## Written request A
In the stored data, swap "radiator grille" for "headlight" from the line containing "Your assignment: locate every radiator" through the end of the stored data. Reproduce only those lines, leaving everything else unchanged.

## Given passage

On May 19, 2017, the Iowa Supreme Court handed down decisions in two highly publicized Iowa City cases in which tenants had brought suit against their landlords - Kline v. Southgate Property Management and Walton v. Gaffey. Both sides have appeared to claim victory from the decisions, and, while Iowa landlords can glean more clarity from the decisions in many respects, landlords are necessarily left with some uncertainty in other respects.

Prior Cases Leading Up to the Kline and Walton Decisions:

In 2013, the Iowa Court of Appeals entered an unpublished decision in the Staley v Barkalow landlord-tenant case, in which the Court entered a decision in favor of the tenants, concluding that (1) under the Uniform Residential Landlord and Tenant Law set forth in Iowa Code Chapter 562A (the “Act”), a landlord is liable for the inclusion of prohibited provisions in a rental agreement, even without enforcement, if the landlord's inclusion was willful and knowing (note: a similar provision can be found within Iowa Code Chapter 562B); and (2) in such event, the tenant may recover from landlord the “actual damages sustained by the tenant and not more than three months' periodic rent and reasonable attorney fees” (note: under Chapter 562B, a tenant’s recoverable damages are less robust than in Chapter 562A). In the years following, other decisions were rendered by various district courts, the Iowa Court of Appeals (such as Amor v. Houser), and the Iowa Supreme Court (Elyse De Stefano v. Apts. Downtown, Inc., and Lenora Caruso v. Apts. Downtown, Inc., a summary of these cases is available here), which dealt with some, but not all, of the issues pertinent to the Kline and Walton cases. 

Summary of the Kline and Walton Decisions:

In both cases, tenants sued their landlords over the content of their lease agreements and argued that the landlord was liable for damages and attorney’s fees under the Act because the landlords’ leases included several provisions known by the landlord to be prohibited provisions. The district court granted summary judgment in favor of the tenants, and the landlord appealed. On appeal, the Iowa Supreme Court affirmed in part, and reversed and remanded in part, both of the district courts’ decisions. The questions answered and issues discussed in the Supreme Court’s two decisions are summarized below, but landlords are well-advised to read the entirety of both decisions.

## Written request B
Continue the piece on the Iowa Supreme Court's Kline and Walton landlord-tenant decisions from the point where it stops.

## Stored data
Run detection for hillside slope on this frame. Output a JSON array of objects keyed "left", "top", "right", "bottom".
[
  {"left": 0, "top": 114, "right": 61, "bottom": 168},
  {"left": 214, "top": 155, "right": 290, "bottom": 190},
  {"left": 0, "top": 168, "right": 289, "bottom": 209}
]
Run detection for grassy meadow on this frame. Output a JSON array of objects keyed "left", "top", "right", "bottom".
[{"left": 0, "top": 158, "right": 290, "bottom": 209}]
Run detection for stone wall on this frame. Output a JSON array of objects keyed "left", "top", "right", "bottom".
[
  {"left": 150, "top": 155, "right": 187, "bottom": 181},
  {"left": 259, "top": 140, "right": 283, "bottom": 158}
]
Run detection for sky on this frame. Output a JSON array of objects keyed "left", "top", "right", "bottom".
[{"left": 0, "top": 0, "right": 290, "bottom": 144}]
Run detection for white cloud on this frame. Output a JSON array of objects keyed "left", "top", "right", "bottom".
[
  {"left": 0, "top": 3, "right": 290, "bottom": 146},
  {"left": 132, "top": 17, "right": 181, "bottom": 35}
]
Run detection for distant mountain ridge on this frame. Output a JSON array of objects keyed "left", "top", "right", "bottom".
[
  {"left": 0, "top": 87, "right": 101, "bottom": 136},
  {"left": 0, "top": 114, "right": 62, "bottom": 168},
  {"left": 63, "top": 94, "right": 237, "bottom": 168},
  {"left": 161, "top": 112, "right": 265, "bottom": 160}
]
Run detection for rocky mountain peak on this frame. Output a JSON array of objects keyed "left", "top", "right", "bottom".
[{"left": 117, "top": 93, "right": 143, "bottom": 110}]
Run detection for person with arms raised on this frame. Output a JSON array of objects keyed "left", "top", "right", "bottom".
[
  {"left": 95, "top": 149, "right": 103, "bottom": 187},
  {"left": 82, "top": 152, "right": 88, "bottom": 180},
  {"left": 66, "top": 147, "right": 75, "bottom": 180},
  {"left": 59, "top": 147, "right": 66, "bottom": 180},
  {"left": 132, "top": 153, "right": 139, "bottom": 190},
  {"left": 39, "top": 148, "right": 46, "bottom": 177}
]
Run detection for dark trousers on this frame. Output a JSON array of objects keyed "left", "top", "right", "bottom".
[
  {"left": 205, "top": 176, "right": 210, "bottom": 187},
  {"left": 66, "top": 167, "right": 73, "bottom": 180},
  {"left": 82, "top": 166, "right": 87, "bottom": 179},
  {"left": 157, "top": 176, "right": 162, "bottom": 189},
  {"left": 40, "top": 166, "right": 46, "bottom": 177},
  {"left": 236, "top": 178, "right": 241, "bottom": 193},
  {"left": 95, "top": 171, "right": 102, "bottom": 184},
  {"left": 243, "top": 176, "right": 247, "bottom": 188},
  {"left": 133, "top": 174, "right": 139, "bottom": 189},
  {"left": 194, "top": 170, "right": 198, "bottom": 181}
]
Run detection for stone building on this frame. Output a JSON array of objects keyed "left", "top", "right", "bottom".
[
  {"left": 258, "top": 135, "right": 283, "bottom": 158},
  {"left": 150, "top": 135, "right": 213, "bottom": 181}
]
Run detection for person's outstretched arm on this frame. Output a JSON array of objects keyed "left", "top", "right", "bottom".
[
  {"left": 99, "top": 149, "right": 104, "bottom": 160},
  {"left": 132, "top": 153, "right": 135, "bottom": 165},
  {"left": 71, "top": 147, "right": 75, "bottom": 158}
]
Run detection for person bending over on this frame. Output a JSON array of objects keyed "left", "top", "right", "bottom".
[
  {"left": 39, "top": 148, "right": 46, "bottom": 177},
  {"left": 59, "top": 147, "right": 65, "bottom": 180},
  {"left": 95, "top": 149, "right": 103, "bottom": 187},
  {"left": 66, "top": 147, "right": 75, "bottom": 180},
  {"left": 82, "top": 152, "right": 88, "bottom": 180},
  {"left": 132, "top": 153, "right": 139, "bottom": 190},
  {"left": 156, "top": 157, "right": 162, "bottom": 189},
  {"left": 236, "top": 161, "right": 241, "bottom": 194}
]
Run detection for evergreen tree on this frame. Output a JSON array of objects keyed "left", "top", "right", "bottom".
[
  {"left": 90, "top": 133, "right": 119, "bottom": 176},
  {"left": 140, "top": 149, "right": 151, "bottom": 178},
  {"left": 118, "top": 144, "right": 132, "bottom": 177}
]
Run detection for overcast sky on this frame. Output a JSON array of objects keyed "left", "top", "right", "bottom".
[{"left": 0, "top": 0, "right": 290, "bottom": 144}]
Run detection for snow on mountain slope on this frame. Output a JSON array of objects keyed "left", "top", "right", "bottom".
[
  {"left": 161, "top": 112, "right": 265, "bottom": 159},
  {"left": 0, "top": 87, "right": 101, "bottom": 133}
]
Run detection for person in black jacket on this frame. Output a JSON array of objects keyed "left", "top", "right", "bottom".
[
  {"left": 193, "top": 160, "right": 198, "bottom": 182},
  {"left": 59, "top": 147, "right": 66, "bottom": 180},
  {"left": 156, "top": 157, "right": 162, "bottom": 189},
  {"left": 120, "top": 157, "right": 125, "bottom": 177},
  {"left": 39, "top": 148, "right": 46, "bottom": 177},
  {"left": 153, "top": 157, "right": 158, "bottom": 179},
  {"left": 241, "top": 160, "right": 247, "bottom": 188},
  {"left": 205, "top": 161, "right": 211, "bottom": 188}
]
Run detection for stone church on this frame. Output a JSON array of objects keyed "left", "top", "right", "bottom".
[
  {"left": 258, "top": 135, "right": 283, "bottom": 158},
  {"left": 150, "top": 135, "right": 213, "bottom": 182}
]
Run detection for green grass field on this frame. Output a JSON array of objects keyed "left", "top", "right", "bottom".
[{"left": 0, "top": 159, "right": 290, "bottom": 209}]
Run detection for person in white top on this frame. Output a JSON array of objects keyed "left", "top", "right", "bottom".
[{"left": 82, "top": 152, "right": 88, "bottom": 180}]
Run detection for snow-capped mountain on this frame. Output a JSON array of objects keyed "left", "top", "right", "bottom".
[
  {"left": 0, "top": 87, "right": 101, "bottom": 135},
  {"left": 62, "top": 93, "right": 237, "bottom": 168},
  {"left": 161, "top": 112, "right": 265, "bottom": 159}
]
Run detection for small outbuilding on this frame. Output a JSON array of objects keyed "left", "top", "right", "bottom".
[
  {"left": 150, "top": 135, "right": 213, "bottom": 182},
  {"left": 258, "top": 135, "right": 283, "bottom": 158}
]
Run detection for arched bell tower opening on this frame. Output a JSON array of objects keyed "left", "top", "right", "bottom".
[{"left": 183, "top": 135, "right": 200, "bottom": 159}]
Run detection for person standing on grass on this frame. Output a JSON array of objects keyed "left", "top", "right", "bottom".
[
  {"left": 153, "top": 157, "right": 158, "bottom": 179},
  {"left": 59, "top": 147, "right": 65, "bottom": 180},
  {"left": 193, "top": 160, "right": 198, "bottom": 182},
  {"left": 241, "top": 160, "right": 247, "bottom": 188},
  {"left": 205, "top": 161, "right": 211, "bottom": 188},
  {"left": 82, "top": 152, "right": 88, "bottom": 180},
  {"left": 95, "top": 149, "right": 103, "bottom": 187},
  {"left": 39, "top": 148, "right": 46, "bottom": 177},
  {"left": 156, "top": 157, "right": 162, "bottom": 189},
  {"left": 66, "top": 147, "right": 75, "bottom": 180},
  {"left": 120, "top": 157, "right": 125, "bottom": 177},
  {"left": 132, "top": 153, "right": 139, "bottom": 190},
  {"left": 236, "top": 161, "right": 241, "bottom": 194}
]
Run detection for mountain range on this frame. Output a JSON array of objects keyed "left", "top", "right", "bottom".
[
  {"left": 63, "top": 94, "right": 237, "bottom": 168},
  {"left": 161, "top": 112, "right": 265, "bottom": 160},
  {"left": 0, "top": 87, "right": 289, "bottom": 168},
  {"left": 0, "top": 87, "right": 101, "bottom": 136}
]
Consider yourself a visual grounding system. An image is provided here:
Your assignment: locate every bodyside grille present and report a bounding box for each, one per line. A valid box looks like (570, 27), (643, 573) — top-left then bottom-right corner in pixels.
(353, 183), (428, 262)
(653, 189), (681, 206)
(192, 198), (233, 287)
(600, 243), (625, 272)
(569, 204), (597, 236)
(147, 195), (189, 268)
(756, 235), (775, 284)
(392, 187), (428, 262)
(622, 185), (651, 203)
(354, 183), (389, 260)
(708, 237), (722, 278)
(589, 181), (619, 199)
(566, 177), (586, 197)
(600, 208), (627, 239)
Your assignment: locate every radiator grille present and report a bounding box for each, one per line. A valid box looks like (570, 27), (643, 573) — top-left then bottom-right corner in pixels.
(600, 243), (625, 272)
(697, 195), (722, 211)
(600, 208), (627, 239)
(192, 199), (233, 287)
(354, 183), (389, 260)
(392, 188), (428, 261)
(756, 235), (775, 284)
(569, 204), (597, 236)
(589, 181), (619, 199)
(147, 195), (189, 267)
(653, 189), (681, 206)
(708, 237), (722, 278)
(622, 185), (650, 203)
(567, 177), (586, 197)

## Exercise response A
Your assignment: locate every headlight present and report a bounding box for each, one per line. A valid box looks like (570, 27), (643, 573) — top-left then bottom-right corner in pixels.
(600, 243), (625, 272)
(697, 195), (722, 211)
(600, 208), (627, 239)
(192, 199), (233, 287)
(354, 183), (389, 260)
(392, 188), (428, 261)
(756, 235), (775, 284)
(569, 204), (597, 236)
(589, 181), (619, 199)
(147, 195), (189, 267)
(653, 189), (681, 206)
(708, 237), (722, 278)
(622, 185), (650, 203)
(567, 177), (586, 197)

## Exercise response B
Can a Landlord be Liable for the Mere Inclusion of Unlawful Lease Provisions? 

Yes. The Iowa Supreme Court affirmed the district courts’ decisions in this regard, concluding that a landlord is liable for the landlord’s mere inclusion of prohibited provisions in a rental agreement, even without enforcement of those provisions against the tenant, if the landlord's inclusion was willful and knowing.

Are Flat Fees, Fines/Charges, and Liquidated Damages Lease Provisions, Set Without Consideration of a Landlord’s Actual Damages, Categorically Prohibited? 

No. The Iowa Supreme Court reversed the district courts’ decisions in this regard. The Iowa Supreme Court held that certain fees, charges, and liquidated damages included within the leases at issue were not “categorically prohibited” merely “because they were set without any consideration of what the landlord's actual damages and fees would be in each situation,” contrary to the district courts’ opinions. 

Though, the Iowa Supreme Court emphasized that the lawfulness of any such fees, charges, and liquidated damages are to be determined on a case-by-case basis and are unlawful if they are contrary to the Act or Iowa law, unconscionable, or otherwise unenforceable penalties under the Act or Iowa law.  Concerning the specific provisions in the two leases at issue, the Supreme Court agreed that some of those provisions were unlawful as a matter of law, while consideration of the remaining provisions was remanded back down to the district courts to be decided upon at a later date.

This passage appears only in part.